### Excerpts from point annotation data
'''
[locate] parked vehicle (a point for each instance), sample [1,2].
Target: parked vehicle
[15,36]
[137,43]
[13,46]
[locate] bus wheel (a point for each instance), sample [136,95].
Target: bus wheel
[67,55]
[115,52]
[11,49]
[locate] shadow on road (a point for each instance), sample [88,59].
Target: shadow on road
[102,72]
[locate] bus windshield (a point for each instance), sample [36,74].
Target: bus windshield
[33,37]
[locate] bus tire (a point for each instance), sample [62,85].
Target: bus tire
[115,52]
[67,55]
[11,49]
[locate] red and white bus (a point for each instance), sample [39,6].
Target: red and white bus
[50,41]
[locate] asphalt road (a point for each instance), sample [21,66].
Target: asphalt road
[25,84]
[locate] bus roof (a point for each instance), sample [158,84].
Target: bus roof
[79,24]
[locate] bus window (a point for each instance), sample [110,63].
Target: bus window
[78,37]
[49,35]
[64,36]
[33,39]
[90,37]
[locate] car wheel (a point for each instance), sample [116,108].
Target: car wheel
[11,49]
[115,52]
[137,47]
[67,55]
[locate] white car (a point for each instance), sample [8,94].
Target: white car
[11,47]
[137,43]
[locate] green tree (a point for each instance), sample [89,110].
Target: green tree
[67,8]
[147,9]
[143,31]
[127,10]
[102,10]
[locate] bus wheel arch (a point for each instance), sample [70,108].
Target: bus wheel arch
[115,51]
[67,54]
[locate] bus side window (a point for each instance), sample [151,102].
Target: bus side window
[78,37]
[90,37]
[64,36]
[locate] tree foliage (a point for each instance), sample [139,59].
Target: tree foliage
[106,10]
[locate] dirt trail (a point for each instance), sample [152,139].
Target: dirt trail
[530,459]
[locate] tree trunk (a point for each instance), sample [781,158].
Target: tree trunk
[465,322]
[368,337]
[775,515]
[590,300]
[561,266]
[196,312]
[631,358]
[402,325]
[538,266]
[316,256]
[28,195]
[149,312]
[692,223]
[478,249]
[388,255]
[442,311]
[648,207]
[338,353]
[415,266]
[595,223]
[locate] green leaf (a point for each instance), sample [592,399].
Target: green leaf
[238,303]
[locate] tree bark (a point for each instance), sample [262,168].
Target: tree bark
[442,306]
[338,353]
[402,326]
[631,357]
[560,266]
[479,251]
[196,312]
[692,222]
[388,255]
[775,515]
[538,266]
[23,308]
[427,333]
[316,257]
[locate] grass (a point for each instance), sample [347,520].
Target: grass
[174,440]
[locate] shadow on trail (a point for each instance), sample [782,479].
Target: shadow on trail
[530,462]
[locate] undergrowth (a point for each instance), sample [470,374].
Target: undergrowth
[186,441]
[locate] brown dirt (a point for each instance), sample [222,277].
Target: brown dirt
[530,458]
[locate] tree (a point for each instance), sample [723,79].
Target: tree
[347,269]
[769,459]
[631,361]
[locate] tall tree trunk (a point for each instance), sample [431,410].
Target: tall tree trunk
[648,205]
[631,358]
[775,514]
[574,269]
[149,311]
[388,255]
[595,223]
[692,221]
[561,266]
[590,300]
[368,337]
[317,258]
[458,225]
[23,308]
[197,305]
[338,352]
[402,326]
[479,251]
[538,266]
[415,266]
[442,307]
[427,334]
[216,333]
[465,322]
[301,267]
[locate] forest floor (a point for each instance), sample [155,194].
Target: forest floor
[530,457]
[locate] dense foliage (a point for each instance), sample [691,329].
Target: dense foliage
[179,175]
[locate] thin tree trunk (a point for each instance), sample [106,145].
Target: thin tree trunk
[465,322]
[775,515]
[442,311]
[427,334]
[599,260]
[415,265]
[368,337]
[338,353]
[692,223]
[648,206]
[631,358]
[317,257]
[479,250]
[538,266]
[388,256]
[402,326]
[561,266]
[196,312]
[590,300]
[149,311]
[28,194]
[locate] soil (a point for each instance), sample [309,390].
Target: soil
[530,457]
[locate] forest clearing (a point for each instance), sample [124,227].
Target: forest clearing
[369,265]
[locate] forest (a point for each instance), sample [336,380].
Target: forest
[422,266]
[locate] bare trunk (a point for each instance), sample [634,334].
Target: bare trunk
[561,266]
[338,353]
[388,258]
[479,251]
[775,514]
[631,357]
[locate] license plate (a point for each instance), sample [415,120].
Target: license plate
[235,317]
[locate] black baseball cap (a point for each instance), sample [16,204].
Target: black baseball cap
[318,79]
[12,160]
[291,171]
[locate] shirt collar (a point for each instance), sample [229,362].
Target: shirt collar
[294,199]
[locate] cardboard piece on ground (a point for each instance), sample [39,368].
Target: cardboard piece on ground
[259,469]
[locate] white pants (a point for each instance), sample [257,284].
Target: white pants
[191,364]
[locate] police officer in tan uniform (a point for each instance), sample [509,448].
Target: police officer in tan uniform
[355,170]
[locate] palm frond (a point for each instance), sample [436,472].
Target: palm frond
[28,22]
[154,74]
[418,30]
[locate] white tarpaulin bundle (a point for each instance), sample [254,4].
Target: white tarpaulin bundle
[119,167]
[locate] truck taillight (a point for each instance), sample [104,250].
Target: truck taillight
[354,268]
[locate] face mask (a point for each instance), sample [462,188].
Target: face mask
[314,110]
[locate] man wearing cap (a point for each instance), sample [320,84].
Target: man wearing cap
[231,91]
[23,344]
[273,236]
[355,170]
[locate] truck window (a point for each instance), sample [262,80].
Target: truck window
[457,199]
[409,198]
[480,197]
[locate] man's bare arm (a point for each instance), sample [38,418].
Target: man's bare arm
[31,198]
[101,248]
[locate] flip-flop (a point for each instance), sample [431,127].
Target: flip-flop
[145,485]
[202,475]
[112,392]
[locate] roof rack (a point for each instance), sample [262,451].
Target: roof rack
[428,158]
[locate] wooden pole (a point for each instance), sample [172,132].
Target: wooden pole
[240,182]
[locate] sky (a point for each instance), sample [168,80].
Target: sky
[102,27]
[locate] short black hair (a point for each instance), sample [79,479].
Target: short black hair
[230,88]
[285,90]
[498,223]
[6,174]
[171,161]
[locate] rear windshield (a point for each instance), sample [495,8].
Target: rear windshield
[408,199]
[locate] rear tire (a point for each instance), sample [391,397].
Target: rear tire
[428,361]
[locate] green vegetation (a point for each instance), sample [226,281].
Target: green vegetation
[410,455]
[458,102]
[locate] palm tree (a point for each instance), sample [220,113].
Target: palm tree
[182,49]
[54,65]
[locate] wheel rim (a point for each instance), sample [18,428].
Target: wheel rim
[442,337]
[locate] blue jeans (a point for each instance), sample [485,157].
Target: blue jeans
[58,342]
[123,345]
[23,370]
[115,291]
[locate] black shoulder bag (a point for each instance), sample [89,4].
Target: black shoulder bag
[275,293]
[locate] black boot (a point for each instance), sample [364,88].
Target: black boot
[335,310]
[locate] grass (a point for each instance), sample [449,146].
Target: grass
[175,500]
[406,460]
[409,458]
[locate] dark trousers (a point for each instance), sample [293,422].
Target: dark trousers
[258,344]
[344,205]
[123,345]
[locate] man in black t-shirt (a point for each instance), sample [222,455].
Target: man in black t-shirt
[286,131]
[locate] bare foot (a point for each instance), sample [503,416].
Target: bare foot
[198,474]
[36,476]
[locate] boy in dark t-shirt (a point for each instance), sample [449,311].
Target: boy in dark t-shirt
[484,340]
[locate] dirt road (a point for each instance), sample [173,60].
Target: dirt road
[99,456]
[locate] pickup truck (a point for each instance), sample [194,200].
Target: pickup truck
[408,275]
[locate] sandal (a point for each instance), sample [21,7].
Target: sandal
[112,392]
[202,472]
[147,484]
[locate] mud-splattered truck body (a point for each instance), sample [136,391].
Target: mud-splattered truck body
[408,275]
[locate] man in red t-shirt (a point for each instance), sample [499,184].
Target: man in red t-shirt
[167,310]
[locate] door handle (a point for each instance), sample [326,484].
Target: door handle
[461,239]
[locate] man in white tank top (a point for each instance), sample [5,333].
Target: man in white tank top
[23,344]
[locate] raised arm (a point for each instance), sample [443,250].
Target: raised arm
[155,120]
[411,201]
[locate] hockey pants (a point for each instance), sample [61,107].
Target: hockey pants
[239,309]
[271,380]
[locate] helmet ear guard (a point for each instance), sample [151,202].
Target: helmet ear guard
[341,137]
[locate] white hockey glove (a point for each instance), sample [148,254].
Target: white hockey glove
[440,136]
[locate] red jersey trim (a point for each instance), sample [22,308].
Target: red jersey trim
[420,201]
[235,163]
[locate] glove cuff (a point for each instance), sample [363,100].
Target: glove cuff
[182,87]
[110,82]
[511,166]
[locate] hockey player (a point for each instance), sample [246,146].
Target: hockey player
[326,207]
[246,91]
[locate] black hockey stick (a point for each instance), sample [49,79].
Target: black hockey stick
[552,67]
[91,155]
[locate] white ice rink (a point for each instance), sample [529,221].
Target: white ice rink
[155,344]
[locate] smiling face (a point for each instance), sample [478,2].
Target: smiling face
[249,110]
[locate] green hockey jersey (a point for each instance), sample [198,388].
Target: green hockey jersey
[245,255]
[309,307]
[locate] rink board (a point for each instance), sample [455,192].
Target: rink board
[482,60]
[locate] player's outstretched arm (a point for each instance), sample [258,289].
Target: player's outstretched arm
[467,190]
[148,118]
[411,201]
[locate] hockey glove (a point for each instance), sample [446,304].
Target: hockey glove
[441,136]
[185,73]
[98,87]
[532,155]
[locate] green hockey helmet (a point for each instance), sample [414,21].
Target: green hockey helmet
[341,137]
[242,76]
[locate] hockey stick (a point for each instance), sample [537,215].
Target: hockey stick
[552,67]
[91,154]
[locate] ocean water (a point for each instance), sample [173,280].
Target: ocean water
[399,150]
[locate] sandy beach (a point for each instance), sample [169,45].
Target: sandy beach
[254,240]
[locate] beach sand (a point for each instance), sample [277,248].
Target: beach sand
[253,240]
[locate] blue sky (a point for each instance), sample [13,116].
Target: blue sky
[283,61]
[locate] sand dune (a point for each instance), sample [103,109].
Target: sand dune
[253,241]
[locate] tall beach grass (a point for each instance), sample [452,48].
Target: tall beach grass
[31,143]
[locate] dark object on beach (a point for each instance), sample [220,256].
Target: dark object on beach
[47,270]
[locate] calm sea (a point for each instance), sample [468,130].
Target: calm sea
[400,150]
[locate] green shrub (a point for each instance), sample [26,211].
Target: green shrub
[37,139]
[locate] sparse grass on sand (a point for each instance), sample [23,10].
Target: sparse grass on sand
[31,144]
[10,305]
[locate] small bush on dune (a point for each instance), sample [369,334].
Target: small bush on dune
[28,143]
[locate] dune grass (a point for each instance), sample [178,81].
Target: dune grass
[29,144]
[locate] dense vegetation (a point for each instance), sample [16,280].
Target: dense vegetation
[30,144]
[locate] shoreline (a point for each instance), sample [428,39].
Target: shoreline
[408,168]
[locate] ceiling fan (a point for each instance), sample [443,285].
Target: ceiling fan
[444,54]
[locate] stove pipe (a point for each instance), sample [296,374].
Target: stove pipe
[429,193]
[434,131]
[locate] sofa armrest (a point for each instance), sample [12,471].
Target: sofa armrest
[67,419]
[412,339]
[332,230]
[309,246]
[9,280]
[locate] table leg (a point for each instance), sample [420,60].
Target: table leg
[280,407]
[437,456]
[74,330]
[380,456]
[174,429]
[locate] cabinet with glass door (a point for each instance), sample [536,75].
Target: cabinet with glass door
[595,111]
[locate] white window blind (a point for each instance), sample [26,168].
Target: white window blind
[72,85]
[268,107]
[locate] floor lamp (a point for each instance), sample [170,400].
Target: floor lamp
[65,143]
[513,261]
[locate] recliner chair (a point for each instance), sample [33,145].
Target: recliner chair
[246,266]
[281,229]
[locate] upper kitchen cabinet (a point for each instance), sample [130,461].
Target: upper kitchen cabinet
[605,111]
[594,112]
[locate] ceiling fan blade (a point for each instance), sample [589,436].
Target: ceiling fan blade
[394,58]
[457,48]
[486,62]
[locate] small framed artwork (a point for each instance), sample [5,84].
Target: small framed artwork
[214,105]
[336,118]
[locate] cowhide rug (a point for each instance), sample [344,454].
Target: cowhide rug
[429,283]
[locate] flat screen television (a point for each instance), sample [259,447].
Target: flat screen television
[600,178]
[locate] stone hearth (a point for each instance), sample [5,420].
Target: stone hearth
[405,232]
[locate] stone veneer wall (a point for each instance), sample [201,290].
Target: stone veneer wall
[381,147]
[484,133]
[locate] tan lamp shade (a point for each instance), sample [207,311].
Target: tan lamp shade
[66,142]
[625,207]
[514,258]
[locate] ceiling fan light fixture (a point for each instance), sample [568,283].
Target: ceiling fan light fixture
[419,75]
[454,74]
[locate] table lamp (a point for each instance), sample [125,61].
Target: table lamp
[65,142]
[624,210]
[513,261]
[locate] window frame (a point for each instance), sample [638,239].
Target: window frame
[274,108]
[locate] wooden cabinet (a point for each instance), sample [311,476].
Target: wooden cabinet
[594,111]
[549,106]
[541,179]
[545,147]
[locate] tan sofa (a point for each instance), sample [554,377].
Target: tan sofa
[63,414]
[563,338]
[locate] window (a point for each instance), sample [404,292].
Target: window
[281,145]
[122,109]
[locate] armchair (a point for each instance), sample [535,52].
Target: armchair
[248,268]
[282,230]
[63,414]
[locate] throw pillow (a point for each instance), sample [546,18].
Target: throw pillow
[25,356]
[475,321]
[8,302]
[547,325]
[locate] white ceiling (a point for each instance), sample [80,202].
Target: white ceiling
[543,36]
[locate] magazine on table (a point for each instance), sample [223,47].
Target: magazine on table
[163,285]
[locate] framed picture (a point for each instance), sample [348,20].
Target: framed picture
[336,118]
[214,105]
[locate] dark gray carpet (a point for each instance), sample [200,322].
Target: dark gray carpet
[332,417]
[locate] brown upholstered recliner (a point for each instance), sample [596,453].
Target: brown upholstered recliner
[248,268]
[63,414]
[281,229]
'''
### PROBLEM TO SOLVE
Output an exact copy of the lines beginning at the one that holds "[locate] ceiling fan blade" and running through the final line of the records.

### WRITTEN SOLUTION
[locate] ceiling fan blade (a point for each instance), sample [589,436].
Target: ceiling fan blade
[394,58]
[457,48]
[486,62]
[locate] small framed artwork (a point for each instance), sample [5,84].
Target: small framed artwork
[214,105]
[336,118]
[locate] cowhide rug (a point for each instance), sample [344,454].
Target: cowhide rug
[429,283]
[locate] flat screen television (a point for each instance), sample [259,447].
Target: flat screen television
[600,178]
[locate] stone hearth (a point for each instance), sample [5,420].
Target: stone hearth
[405,232]
[locate] stone veneer wall (a point for each instance), sample [201,290].
Target: stone veneer wall
[381,147]
[484,133]
[locate] tan lamp shade (a point for each instance), sample [207,311].
Target: tan lamp shade
[66,142]
[625,207]
[514,258]
[locate] ceiling fan light fixture (a point for each instance), sample [568,283].
Target: ceiling fan light fixture
[419,75]
[454,74]
[locate] table lamp (a point for each instance), sample [125,61].
Target: table lamp
[65,142]
[624,210]
[513,261]
[locate] window frame (a point for each instance), sample [638,239].
Target: window frame
[274,108]
[locate] wooden cabinet (a point for each instance), sample [311,476].
Target: wooden cabinet
[594,111]
[549,106]
[541,179]
[545,147]
[locate] tan sofa (a point for each instance), sample [554,377].
Target: tan sofa
[63,414]
[563,338]
[locate] window (a point for each instance), sample [404,292].
Target: window
[281,145]
[122,109]
[locate] armchair (a point for each instance), sample [535,52].
Target: armchair
[248,268]
[282,230]
[63,414]
[locate] throw pillow (a point for each instance), sample [546,18].
Target: throw pillow
[25,356]
[475,321]
[8,302]
[547,325]
[locate] white ceiling (a point for each instance), sample [80,202].
Target: white ceiling
[543,36]
[locate] magazine on table (a point for each instance), sample [223,47].
Target: magazine on table
[163,285]
[locate] framed picture (a point for each instance), sample [348,20].
Target: framed picture
[336,118]
[214,105]
[locate] dark gray carpet (a point for each instance), sample [200,322].
Target: dark gray carpet
[332,417]
[locate] brown upholstered recliner (a point for each instance), sample [596,453].
Target: brown upholstered recliner
[248,268]
[63,414]
[281,229]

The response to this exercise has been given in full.